=== Begin Enclosure ===

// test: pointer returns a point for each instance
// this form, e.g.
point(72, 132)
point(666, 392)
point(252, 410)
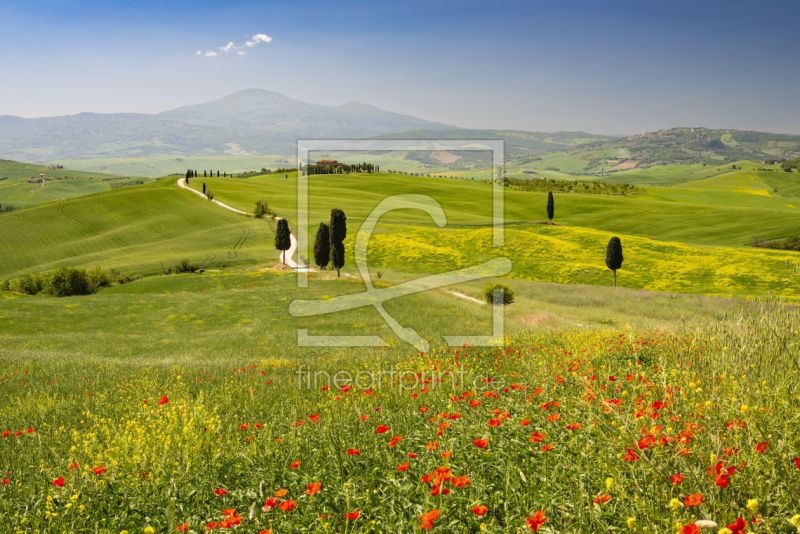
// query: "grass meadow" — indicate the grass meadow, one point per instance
point(177, 404)
point(183, 403)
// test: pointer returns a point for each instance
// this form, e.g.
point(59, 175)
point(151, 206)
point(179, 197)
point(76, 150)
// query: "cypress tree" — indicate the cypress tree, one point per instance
point(283, 239)
point(338, 231)
point(322, 246)
point(614, 256)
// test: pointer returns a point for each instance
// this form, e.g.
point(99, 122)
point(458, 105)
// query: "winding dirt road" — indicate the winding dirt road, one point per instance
point(289, 253)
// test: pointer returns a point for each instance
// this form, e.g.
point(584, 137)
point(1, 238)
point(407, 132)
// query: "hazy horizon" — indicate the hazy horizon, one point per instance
point(617, 69)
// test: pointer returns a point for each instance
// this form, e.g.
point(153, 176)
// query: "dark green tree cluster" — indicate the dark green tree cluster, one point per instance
point(283, 238)
point(328, 243)
point(338, 231)
point(341, 168)
point(614, 256)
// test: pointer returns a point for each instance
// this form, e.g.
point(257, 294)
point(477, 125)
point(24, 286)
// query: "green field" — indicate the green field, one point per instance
point(58, 184)
point(138, 229)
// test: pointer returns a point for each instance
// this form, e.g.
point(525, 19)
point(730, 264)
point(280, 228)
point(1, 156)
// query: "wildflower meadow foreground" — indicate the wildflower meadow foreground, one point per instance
point(581, 431)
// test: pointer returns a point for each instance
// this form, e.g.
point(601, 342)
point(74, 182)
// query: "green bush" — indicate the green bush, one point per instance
point(185, 267)
point(508, 293)
point(68, 281)
point(30, 284)
point(98, 278)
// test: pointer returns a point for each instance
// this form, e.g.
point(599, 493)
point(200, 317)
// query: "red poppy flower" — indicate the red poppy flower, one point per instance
point(631, 456)
point(694, 500)
point(537, 520)
point(428, 519)
point(738, 527)
point(287, 505)
point(269, 504)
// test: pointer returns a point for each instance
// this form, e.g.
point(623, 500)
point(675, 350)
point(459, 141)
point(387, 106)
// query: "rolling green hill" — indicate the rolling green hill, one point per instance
point(56, 184)
point(699, 216)
point(136, 229)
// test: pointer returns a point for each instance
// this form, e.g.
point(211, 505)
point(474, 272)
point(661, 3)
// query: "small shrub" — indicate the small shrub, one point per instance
point(185, 267)
point(30, 284)
point(68, 281)
point(98, 278)
point(508, 293)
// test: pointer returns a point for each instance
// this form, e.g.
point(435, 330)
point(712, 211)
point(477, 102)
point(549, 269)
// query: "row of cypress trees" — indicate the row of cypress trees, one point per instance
point(613, 249)
point(328, 243)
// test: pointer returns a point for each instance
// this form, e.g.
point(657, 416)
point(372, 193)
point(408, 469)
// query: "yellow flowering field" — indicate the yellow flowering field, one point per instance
point(575, 255)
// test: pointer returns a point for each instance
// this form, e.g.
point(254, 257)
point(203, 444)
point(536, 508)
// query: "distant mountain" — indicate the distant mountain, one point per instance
point(248, 122)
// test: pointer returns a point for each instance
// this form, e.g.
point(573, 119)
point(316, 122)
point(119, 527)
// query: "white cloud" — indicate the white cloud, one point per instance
point(258, 38)
point(239, 49)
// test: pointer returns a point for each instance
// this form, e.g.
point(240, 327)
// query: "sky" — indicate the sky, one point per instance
point(611, 67)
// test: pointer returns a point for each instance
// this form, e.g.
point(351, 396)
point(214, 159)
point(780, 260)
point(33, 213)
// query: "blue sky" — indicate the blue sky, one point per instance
point(614, 67)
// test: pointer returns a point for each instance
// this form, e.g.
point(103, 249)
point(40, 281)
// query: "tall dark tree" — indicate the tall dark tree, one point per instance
point(338, 231)
point(283, 238)
point(614, 256)
point(322, 246)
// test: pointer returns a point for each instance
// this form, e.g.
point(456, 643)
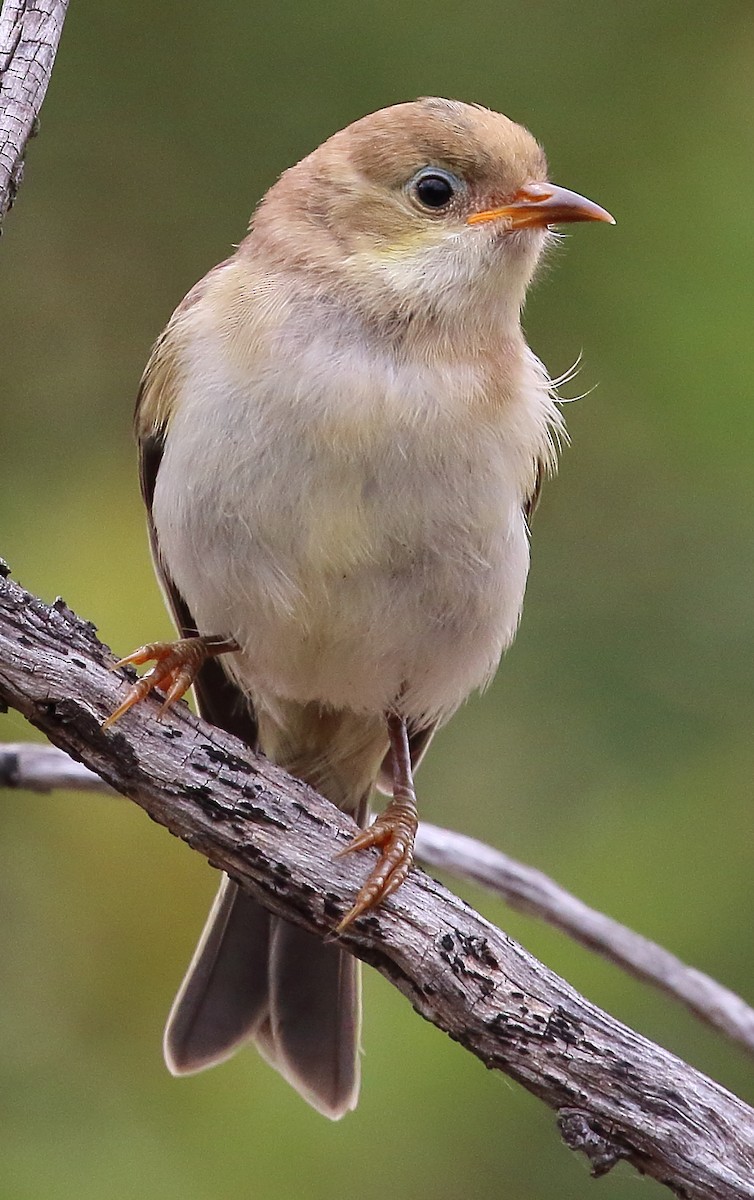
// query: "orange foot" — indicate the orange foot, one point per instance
point(393, 833)
point(177, 665)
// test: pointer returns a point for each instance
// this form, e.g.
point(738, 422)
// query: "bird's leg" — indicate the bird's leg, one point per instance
point(177, 665)
point(393, 833)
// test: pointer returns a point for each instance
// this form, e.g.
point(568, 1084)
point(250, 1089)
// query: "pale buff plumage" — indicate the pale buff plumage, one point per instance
point(351, 430)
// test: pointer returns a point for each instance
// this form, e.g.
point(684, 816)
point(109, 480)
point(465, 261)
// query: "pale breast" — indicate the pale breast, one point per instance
point(353, 522)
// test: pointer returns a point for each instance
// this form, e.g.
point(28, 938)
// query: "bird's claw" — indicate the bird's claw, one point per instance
point(177, 665)
point(394, 834)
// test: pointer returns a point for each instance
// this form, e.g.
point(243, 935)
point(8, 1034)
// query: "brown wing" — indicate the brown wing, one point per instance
point(217, 699)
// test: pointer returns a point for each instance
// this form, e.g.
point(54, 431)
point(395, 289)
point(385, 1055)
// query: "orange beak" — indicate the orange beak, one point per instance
point(543, 204)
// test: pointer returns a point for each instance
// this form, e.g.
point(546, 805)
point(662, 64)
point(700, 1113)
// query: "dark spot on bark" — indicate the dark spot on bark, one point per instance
point(584, 1133)
point(225, 759)
point(562, 1027)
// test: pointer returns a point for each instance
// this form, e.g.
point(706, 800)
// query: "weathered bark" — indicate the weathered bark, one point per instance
point(617, 1095)
point(29, 35)
point(43, 768)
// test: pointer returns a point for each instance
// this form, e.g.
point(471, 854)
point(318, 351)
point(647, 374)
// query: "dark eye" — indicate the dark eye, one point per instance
point(435, 189)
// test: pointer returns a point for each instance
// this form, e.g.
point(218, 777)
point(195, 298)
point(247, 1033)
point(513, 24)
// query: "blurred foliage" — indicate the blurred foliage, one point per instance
point(615, 748)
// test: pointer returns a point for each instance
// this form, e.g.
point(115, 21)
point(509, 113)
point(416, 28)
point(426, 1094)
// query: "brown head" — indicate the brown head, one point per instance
point(419, 201)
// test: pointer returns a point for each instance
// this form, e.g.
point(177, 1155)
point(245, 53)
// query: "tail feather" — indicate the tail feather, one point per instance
point(315, 1018)
point(257, 977)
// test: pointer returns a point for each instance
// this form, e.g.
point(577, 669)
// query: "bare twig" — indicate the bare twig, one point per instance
point(29, 35)
point(43, 768)
point(617, 1095)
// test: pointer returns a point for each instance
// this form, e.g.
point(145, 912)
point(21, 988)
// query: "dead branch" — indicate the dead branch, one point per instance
point(617, 1095)
point(29, 35)
point(43, 768)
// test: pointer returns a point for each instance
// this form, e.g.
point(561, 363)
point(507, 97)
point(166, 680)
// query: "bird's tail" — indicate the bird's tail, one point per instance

=== End Enclosure ===

— TASK —
Repeat the material above in full and exactly, apart from the pictures.

— FINISHED TASK —
// test: pointer returns a point for each instance
// this form, e.g.
point(72, 132)
point(666, 392)
point(252, 410)
// query: "grass meadow" — indicate the grass meadow, one point per instance
point(177, 404)
point(183, 403)
// test: pointer returns a point for each instance
// this form, e.g.
point(59, 175)
point(151, 206)
point(179, 197)
point(76, 150)
// query: "cypress tree" — indicate the cypress tree, one point per instance
point(283, 239)
point(338, 231)
point(322, 246)
point(614, 256)
// test: pointer returns a point for each instance
// this form, e.g.
point(99, 122)
point(458, 105)
// query: "winding dirt road" — indicate the winding dirt road, one point per instance
point(289, 253)
// test: pointer returns a point for each instance
// this form, e.g.
point(584, 137)
point(1, 238)
point(407, 132)
// query: "hazy horizon" — indicate the hazy horizon, one point per instance
point(617, 69)
// test: pointer returns a point for each instance
// this form, e.g.
point(153, 176)
// query: "dark green tree cluster" — indicate the dark green tree cluster, one point per instance
point(283, 238)
point(328, 243)
point(338, 231)
point(341, 168)
point(614, 256)
// test: pointer returns a point for each instance
// this form, e.g.
point(257, 294)
point(477, 125)
point(24, 286)
// query: "green field" — indicate the green field, one point per instance
point(58, 184)
point(138, 229)
// test: pointer returns a point for each instance
// this form, e.g.
point(525, 19)
point(730, 264)
point(280, 228)
point(1, 156)
// query: "wildflower meadow foreground" — indicate the wildflower meadow foreground, one point per instance
point(581, 431)
// test: pointer returns a point for each instance
// this form, e.g.
point(601, 342)
point(74, 182)
// query: "green bush" — indicate the green bush, one point per instance
point(185, 267)
point(508, 293)
point(68, 281)
point(30, 284)
point(98, 278)
// test: pointer returns a point for each instance
// this form, e.g.
point(599, 493)
point(200, 317)
// query: "red poppy flower" — indicate the red poppy flower, one point per instance
point(631, 456)
point(694, 500)
point(537, 520)
point(428, 519)
point(738, 527)
point(287, 505)
point(269, 504)
// test: pointer returns a point for each instance
// this form, e.g.
point(623, 500)
point(675, 350)
point(459, 141)
point(387, 106)
// query: "rolling green hill" — indicate the rolling green hill, one point per instance
point(56, 184)
point(699, 216)
point(136, 229)
// test: pointer returns a point for each instance
// this form, e.g.
point(211, 505)
point(474, 272)
point(661, 3)
// query: "small shrub" — indicate the small shrub, one point per instance
point(185, 267)
point(30, 284)
point(68, 281)
point(98, 278)
point(508, 293)
// test: pointer returns a point for each instance
// this form, e.g.
point(435, 330)
point(712, 211)
point(477, 102)
point(549, 269)
// query: "row of cypress trees" — indicate the row of cypress trees, one point per instance
point(613, 249)
point(328, 243)
// test: pointer returns a point for each instance
// this form, e.g.
point(657, 416)
point(372, 193)
point(408, 469)
// query: "yellow flowering field" — indicate the yellow flowering field, one point per instance
point(575, 255)
// test: pointer returns a point for each instance
// this form, e.g.
point(254, 257)
point(203, 444)
point(536, 508)
// query: "distant mountain" — indicate the distant mountain, one point per instance
point(248, 122)
// test: pointer returns a point for each instance
// this form, e.g.
point(573, 119)
point(316, 122)
point(119, 527)
// query: "white cloud" — indicate the white cloud, one point per instance
point(258, 38)
point(239, 49)
// test: pointer returns a point for each instance
// this form, e.g.
point(240, 327)
// query: "sky" — indicate the sky, one point per instance
point(611, 67)
// test: pointer returns a point for each instance
// this form, e.g.
point(351, 396)
point(214, 159)
point(780, 260)
point(33, 213)
// query: "blue sky" — indicate the blue sky, one point per instance
point(614, 67)
// test: pointer returns a point for each instance
// this form, e.g.
point(103, 249)
point(40, 281)
// query: "tall dark tree" — indicate the tall dark tree, one point per instance
point(338, 231)
point(283, 238)
point(614, 256)
point(322, 246)
// test: pointer returns a point for each instance
// this form, e.g.
point(456, 643)
// query: "orange foot" — indicate the orange foot, one point per instance
point(393, 833)
point(177, 665)
// test: pointer returns a point for each instance
// this form, e.g.
point(738, 422)
// query: "bird's leg" — indicate the bird's leg, one point per instance
point(177, 665)
point(393, 833)
// test: pointer returns a point for each instance
// this form, e.g.
point(568, 1084)
point(250, 1089)
// query: "pale buff plumage" — indicate the pale buff plumage, one point per instance
point(351, 430)
// test: pointer returns a point for each instance
// this form, e.g.
point(684, 816)
point(109, 480)
point(465, 261)
// query: "pale breast" — indicate the pale breast, one point per instance
point(353, 522)
// test: pointer returns a point for each instance
// this form, e.g.
point(28, 938)
// query: "bird's claw" — indicate the bird's claw, one point per instance
point(177, 665)
point(394, 834)
// test: pointer returns a point for each instance
// this form, e.g.
point(243, 935)
point(8, 1034)
// query: "brown wing" — indicate the brown wing, one point per instance
point(217, 699)
// test: pointer returns a point for each instance
// this form, e.g.
point(54, 431)
point(395, 289)
point(385, 1055)
// query: "orange beak" — indicate the orange beak, one point per instance
point(543, 204)
// test: pointer returns a point for each instance
// this form, e.g.
point(546, 805)
point(662, 64)
point(700, 1113)
// query: "dark spot on bark" — indicate the dark spot on bark, one point per instance
point(584, 1133)
point(225, 759)
point(562, 1027)
// test: pointer returns a point for each instance
// this form, e.g.
point(706, 800)
// query: "weathered bark" — indicate the weathered bark, one point per instance
point(617, 1095)
point(29, 35)
point(43, 768)
// test: pointer returns a point for each instance
// this form, e.g.
point(471, 854)
point(318, 351)
point(647, 374)
// query: "dark eye" — indicate the dark eye, one point per instance
point(435, 189)
// test: pointer returns a point for each instance
// this form, e.g.
point(218, 777)
point(195, 298)
point(247, 1033)
point(513, 24)
// query: "blurred foliage" — indicate the blurred foliage, one point per instance
point(615, 748)
// test: pointer returns a point for each instance
// this form, e.g.
point(115, 21)
point(509, 113)
point(416, 28)
point(426, 1094)
// query: "brown head" — indicate the brown head, one point per instance
point(419, 201)
// test: pointer returns a point for each instance
// this form, e.g.
point(177, 1155)
point(245, 53)
// query: "tail feather" — indicate the tail feather, one point per instance
point(315, 1018)
point(257, 977)
// test: pointer returns a point for each instance
// this form, e.g.
point(577, 669)
// query: "bare twig" — indicate the bare twig, one point per instance
point(29, 35)
point(43, 768)
point(617, 1095)
// test: pointer returns a point for each instance
// this form, e.g.
point(145, 912)
point(21, 988)
// query: "dead branch" — indicate the dead branch, one point per instance
point(617, 1095)
point(29, 35)
point(43, 768)
// test: pointer returns a point for each instance
// this form, e.g.
point(561, 363)
point(507, 97)
point(166, 680)
// query: "bird's tail" — indicate the bird's tail, one point per instance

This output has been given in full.